▶ _SUPPLIED DATA_:
____________________

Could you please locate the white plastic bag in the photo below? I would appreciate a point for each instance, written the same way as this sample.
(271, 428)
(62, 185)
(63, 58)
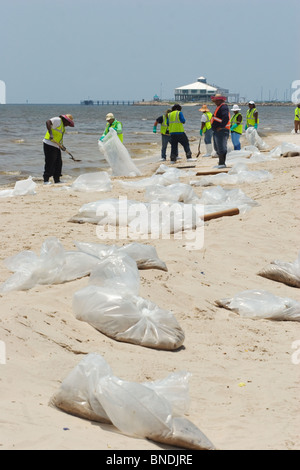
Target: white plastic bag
(98, 181)
(53, 266)
(117, 271)
(281, 271)
(259, 304)
(126, 317)
(217, 199)
(140, 410)
(21, 188)
(117, 156)
(254, 139)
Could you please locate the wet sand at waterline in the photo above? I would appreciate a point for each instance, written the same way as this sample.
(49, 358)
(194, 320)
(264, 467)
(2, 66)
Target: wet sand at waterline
(244, 384)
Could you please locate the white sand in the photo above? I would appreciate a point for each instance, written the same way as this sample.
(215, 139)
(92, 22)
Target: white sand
(244, 387)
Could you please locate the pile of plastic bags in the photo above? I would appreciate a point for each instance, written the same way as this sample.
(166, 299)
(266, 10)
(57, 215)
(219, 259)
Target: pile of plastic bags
(55, 265)
(152, 410)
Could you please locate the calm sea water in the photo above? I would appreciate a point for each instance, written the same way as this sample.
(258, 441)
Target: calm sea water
(22, 129)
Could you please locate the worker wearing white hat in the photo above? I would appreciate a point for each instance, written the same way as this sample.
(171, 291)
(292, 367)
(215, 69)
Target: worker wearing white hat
(113, 123)
(206, 130)
(236, 127)
(252, 116)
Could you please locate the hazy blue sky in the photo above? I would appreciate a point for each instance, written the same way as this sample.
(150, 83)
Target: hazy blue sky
(63, 51)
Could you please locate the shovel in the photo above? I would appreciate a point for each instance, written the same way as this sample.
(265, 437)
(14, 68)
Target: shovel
(65, 150)
(199, 148)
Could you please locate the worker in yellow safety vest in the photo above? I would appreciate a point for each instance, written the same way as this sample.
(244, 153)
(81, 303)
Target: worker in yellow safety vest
(165, 134)
(252, 116)
(113, 123)
(236, 128)
(53, 144)
(206, 129)
(175, 121)
(297, 118)
(220, 123)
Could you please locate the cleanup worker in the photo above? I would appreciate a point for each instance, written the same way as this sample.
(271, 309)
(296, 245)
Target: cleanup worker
(252, 116)
(165, 135)
(297, 119)
(52, 150)
(206, 129)
(114, 124)
(220, 123)
(236, 128)
(175, 121)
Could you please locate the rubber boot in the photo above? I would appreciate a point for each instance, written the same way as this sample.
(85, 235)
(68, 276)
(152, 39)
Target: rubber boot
(208, 148)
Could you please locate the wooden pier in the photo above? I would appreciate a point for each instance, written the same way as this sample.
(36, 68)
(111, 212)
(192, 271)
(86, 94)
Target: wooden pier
(107, 102)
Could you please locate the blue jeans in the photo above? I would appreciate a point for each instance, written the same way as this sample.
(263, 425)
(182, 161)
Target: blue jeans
(182, 139)
(208, 136)
(165, 140)
(235, 137)
(220, 143)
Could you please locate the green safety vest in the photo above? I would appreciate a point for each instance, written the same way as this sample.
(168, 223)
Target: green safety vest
(175, 125)
(233, 120)
(164, 126)
(117, 126)
(57, 132)
(207, 125)
(250, 117)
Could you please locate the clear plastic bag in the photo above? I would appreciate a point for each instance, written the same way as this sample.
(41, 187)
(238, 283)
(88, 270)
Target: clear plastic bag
(140, 410)
(117, 156)
(53, 266)
(259, 304)
(281, 271)
(21, 188)
(98, 181)
(125, 317)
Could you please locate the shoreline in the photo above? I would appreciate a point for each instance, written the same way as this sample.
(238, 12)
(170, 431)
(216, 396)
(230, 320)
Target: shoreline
(273, 138)
(244, 385)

____________________

▶ _PROBLEM STATEMENT_:
If you see a picture in the listing, skip it while copying everything else exactly.

▶ _TASK SOLUTION_:
Could you please locate the white plastic bag in the photo below? I would appreciate a point for each instance, written the same way as this sample.
(271, 428)
(62, 185)
(63, 58)
Target: white plastic bag
(98, 181)
(53, 266)
(117, 271)
(281, 271)
(259, 304)
(126, 317)
(217, 199)
(140, 410)
(21, 188)
(117, 156)
(254, 139)
Could you please locate the wet sand at waterline in the photo above? I would appreciate a point for each instance, written the same way as this sample.
(49, 358)
(194, 320)
(264, 467)
(2, 66)
Target: wet sand at waterline
(244, 384)
Could you please locate the white sand in the photo above? I would appreciate a point for each instance, written the same way as this sample.
(215, 139)
(92, 22)
Target: white sand
(244, 387)
Could you please locate the pile of plastic bags in the photo above? I would appreciate a point for each instance, written the same way as this sample.
(166, 299)
(266, 10)
(57, 215)
(219, 259)
Target: pile of plastic bags
(55, 265)
(152, 410)
Could you please locate the calm sea water in the photo above? I would appreciate a point for each instance, written the same way as this sample.
(258, 441)
Target: calm sea water
(22, 129)
Could you please locate the worker wearing white hat in the photo above? I would appreciate a point for each instance, written the same way as this sample.
(171, 291)
(292, 367)
(215, 69)
Target: worker wearing white hat
(113, 123)
(206, 130)
(236, 127)
(252, 116)
Could you please locate the hazy blue sky in the photo above? I would appreciate a point for each instance, written the same way as this sample.
(150, 83)
Target: hazy blue sky
(63, 51)
Could you please locate the shovel in the photo above? I would appreciate a point for each instance, written the same way as this sample.
(265, 437)
(14, 68)
Target: shovel
(65, 150)
(199, 148)
Could you please locate the worker in yellow safety vest in the photo above? I would appreciate a point for each instance, written the same way as this sample.
(244, 153)
(81, 303)
Target: worker in yellow safety vest
(165, 134)
(252, 116)
(113, 123)
(236, 128)
(53, 144)
(206, 129)
(175, 121)
(297, 118)
(220, 123)
Could you please locate the cleanup worker in the photo above? I would appreciate a point for each instance, written the same way as this sample.
(271, 309)
(296, 245)
Target: cleanup worker
(252, 116)
(165, 135)
(297, 119)
(52, 150)
(206, 129)
(114, 124)
(220, 123)
(236, 128)
(175, 121)
Could you please locate the rubber boot in the photo above? I would appreciate a point for each instance, written the same way as this sample.
(85, 235)
(68, 276)
(152, 39)
Target: rubber boot
(208, 148)
Could you please locate the wooden pier in the photo above? I would appreciate a point for each instance, written the same way as this sample.
(36, 68)
(111, 212)
(192, 271)
(86, 94)
Target: wooden pier
(107, 102)
Could you please locate the blue jeans in the photo above? I would appreciate a point for each instance, written the same way as this sample.
(263, 425)
(182, 161)
Target: blue jeans
(182, 139)
(208, 136)
(165, 140)
(235, 137)
(220, 143)
Could you please locate the green safety vest in the photo above? I would appreciate a point for each instance, written the same way as this sample.
(168, 223)
Target: green safety vest
(175, 125)
(233, 120)
(164, 126)
(117, 126)
(57, 132)
(207, 125)
(250, 117)
Could you please locate the clear plastic bag in the photo above? I would appreciate a point for each instance, written the same way as this sample.
(41, 187)
(238, 283)
(88, 270)
Target: clear plastic bag
(140, 410)
(117, 156)
(53, 266)
(259, 304)
(281, 271)
(21, 188)
(98, 181)
(125, 317)
Could you please locate the shoreline in the photo above? I would appreciate a point for each instance, written the same way as this sample.
(238, 12)
(170, 431)
(216, 396)
(230, 320)
Target: shoreline
(273, 138)
(244, 385)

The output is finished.